Exercise directions — Reproduce every one of the records below line for line, with no change to any word, number, or punctuation mark.
### Supplied records ###
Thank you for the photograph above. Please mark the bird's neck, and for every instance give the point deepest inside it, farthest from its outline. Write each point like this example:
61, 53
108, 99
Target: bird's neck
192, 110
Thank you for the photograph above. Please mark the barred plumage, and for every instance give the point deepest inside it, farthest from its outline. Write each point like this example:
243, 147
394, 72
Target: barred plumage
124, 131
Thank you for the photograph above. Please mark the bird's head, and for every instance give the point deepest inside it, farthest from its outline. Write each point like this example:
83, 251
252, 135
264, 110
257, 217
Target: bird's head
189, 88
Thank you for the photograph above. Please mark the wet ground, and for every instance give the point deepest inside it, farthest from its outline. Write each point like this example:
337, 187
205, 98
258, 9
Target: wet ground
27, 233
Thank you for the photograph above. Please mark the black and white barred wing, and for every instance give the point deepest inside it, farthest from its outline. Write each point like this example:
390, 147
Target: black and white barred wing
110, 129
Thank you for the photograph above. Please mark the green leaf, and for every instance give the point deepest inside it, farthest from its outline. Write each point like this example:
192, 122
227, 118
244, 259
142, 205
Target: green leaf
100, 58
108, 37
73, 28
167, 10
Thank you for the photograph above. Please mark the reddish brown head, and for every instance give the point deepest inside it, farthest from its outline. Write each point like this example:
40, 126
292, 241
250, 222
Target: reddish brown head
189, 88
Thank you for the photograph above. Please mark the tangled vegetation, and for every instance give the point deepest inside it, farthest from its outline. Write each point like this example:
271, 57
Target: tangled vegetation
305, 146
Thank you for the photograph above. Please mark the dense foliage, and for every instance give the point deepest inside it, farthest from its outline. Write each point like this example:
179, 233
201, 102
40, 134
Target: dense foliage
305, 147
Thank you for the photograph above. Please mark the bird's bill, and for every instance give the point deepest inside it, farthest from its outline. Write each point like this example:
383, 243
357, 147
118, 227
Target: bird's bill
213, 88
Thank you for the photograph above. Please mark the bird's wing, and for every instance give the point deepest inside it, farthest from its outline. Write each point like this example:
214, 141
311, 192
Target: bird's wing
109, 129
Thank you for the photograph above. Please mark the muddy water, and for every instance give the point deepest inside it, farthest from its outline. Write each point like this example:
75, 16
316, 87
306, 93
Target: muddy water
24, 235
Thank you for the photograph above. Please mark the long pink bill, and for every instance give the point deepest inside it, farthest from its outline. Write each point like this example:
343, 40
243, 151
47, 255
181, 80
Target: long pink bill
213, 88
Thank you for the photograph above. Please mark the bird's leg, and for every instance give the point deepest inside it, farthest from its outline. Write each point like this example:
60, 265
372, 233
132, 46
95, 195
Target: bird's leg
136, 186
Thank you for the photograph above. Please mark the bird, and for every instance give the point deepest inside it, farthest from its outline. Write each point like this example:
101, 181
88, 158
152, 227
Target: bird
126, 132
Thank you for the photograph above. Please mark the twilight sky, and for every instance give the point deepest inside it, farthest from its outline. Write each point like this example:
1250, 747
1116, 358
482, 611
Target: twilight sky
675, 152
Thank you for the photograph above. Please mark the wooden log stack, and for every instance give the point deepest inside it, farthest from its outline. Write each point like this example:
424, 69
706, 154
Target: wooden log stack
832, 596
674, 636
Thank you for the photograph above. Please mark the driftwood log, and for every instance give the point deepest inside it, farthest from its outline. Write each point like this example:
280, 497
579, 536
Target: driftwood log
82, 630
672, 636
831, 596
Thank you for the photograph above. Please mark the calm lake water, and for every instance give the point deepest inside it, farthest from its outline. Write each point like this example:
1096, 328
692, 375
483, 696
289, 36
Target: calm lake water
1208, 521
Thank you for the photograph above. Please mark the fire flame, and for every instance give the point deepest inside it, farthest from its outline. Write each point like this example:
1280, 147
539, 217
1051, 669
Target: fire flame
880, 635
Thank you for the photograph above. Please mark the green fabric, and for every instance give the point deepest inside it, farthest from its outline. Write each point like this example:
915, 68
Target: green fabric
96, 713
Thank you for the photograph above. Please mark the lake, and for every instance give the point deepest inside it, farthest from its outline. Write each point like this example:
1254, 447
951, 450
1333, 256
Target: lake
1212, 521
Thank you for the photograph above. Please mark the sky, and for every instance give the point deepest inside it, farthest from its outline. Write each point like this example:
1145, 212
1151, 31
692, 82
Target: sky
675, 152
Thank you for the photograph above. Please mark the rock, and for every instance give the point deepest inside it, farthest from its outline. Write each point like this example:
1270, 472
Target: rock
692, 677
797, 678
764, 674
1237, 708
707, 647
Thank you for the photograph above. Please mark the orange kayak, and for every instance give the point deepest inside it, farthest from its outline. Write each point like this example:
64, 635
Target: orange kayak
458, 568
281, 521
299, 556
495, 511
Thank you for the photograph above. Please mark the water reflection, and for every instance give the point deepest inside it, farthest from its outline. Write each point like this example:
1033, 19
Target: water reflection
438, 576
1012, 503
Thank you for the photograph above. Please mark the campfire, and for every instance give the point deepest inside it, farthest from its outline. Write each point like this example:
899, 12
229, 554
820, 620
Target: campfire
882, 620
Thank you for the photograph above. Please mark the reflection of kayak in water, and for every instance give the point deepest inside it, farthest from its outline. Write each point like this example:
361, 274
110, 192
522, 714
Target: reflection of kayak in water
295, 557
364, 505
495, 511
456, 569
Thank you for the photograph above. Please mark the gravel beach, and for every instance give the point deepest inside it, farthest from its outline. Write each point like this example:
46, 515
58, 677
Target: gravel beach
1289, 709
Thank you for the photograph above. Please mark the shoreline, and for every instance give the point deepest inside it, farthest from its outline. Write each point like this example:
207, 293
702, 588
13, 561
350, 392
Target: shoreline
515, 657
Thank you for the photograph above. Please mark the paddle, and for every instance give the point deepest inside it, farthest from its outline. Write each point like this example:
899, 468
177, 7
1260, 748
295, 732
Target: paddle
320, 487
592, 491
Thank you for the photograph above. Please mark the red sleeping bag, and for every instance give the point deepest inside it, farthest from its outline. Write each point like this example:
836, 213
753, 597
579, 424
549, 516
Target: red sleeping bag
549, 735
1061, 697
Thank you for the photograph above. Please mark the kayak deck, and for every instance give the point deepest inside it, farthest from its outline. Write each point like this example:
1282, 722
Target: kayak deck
###
Answer —
Thank you for the photograph above. Please mark the bird's neck, and for every instance give the point deepest inside it, farthest from its outline. Write each point like this example:
61, 53
108, 99
Target: bird's neck
192, 110
Thank you for the photograph above. Please mark the barred plumage, and for every instance give the point deepest inside it, farthest from its outline. Write each point like this example:
243, 147
394, 72
Target: barred plumage
124, 131
Thank you for the photograph above. Please mark the bird's head, and for every instance give the point deepest inside it, farthest from its outline. Write each point like this example:
83, 251
252, 135
264, 110
257, 217
Target: bird's head
189, 88
Thank you for the photograph above. Please mark the wet ground, and for every instance give the point deepest inside it, farthest from its outline. Write each point like this example:
337, 187
205, 98
258, 9
Target: wet ground
27, 233
Thank you for the photograph above. Please mark the black and white barred wing, and for every instance give the point deepest inside it, farthest from its outline. Write each point like this example:
390, 147
Target: black and white barred wing
110, 129
Thank you for the photograph above. Please mark the green leaf, and for every instance give the point deepest inside it, farthest from its outline. Write each point like this example:
192, 122
227, 118
244, 259
142, 205
Target: green leaf
100, 58
108, 37
73, 28
167, 10
Thank you for the photograph above. Please mark the reddish brown head, and for every instance give the point deepest inside it, farthest from its outline. Write each point like this example:
40, 126
292, 241
250, 222
Target: reddish brown head
189, 88
Thank you for the photograph above. Please mark the tangled vegetation, and for every instance give the point deepest inside it, farthest from its outline. Write each point like this example:
271, 57
Target: tangled vegetation
305, 146
Thank you for the photograph above. Please mark the dense foliage, and for every instance give the point deepest inside it, farthest from its outline. Write each point like this example:
179, 233
201, 102
40, 134
Target: dense foliage
305, 147
Thank you for the photograph above. Please mark the bird's bill, and for every instance give the point deepest inside it, farthest from its outline. Write each point like this example:
383, 243
357, 147
118, 227
Target: bird's bill
213, 88
Thank you for the photograph above. Please mark the bird's wing, and for every instance give the point deepest inside it, farthest from its outline. Write each point like this example:
214, 141
311, 192
Target: bird's wing
109, 129
Thank you for the photograph above. Please mark the muddy water, and for every instance give the point deepest inside it, farthest from its outline. Write each point like this example:
75, 16
316, 87
306, 93
Target: muddy water
24, 235
Thank you for the photograph above. Please mark the long pink bill, and for every instance give the point deepest inside it, farthest from its outline. Write each point like this example:
343, 40
243, 151
47, 255
181, 80
Target: long pink bill
213, 88
Thank you for the photograph above. Please mark the bird's leg, and for every instance give the point deepest inside it, farthest from its outline. Write each point like this example:
60, 265
372, 233
132, 46
95, 195
Target: bird's leg
136, 186
Thank you for the photograph above. Please mark the bird, and for every instance give the point deepest inside it, farthest from its outline. Write each point like this example:
101, 181
88, 158
152, 227
Target: bird
126, 132
Thank you for the photograph above. Please mark the twilight sky, and for every instance give the point deepest inside it, farthest from its outline. Write each point like this example:
1250, 747
1116, 358
482, 611
Target: twilight sky
675, 152
Thank you for the photograph above. Please mark the wooden log stack, and for every instance give the point deepest inside it, farthest from its outline. Write each point like this example:
424, 69
706, 154
Target: wooden log stack
832, 596
674, 636
Thank you for the photograph above. Please mark the driftwood log, and for every instance give the point deepest inside it, farthest from its outline. Write each point like this example:
280, 497
579, 536
Target: driftwood log
82, 630
672, 636
831, 596
Thank you for the photograph above. Please mark the calm lake water, and for every instance give the point deepest inside it, farthest from its outline. Write each point like this example:
1096, 328
692, 375
483, 696
289, 36
Target: calm lake water
1208, 521
Thank you for the photograph above. Please mark the fire flame, and for every instance give the point deepest inside it, farthest from its outline. Write each point like this example:
1280, 147
539, 217
1051, 669
Target: fire flame
880, 635
Thank you for the photograph above. Please mark the green fabric, and for every instance give the point deepest inside it, farthest from its outline. Write each point like this example:
915, 68
Target: green fabric
96, 713
Thank you for the photograph above. Please mark the lake, and for every instance give the point deepest inside it, farthest from its outline. Write each point like this example:
1254, 447
951, 450
1333, 256
Target: lake
1212, 521
Thank you for the photograph above. Please mark the sky, and for every instance give the point deepest inside it, farthest from its outline. Write each point like this example:
1145, 212
1151, 31
692, 82
Target: sky
675, 152
Thank you for the photograph above. Please mark the rock, and for every instance give the point deepest inside it, farthest from its outline. Write each point like this example:
1270, 472
Target: rock
692, 677
797, 678
764, 674
1237, 708
707, 647
Thank you for the photograph above. Please mark the orange kayak, and for every instance give the point deepest inside it, farthest from its outline. Write each point like this example:
64, 635
Target: orange kayak
458, 568
281, 521
299, 556
495, 511
Thank you for the photograph above. Please mark the water reflection, and for every instance give the point deepest inside it, farthest from its outline. Write each point like this example:
1033, 19
Target: water reflection
438, 576
1012, 503
Thank you for the photograph above. Please mark the campfire, and for every instance give the point deepest inside it, farthest from its outline. Write each point like this example:
899, 12
229, 554
820, 620
Target: campfire
882, 620
Thank you for the photograph above. Please mark the reflection of kayak in water, and for every instance give the point deepest inside it, farthest from its outline. Write each point like this example:
361, 274
110, 192
522, 714
Target: reflection of kayak in water
295, 557
364, 505
495, 511
456, 569
Thank you for the photograph above. Please mark the gravel beach, and for every instance give the point deepest inside it, farthest from its outline. Write each point like this example:
46, 515
58, 677
Target: gravel beach
1289, 709
Thank you for the photograph above. Please mark the shoreline, and for every instance give the point deepest inside it, farthest from its outline. Write each point like this example:
207, 293
702, 588
13, 561
350, 392
Target: shoreline
515, 657
Thank you for the photograph above. Please mark the paddle, and for every instance give the point deepest inside it, farthest from its outline. Write each point like this example:
899, 468
177, 7
1260, 748
295, 732
Target: paddle
320, 487
592, 491
Thank you for the photograph above. Please mark the red sleeping bag, and for every instance give the point deepest inside it, farthest from its outline. Write each point like this example:
836, 213
753, 597
579, 424
549, 516
Target: red sleeping bag
549, 735
1061, 697
Thank you for the photograph above. Please mark the kayak deck, and for every instance give the point deepest inside it, farthest from its outline. Write each point like this example:
1282, 722
Target: kayak deck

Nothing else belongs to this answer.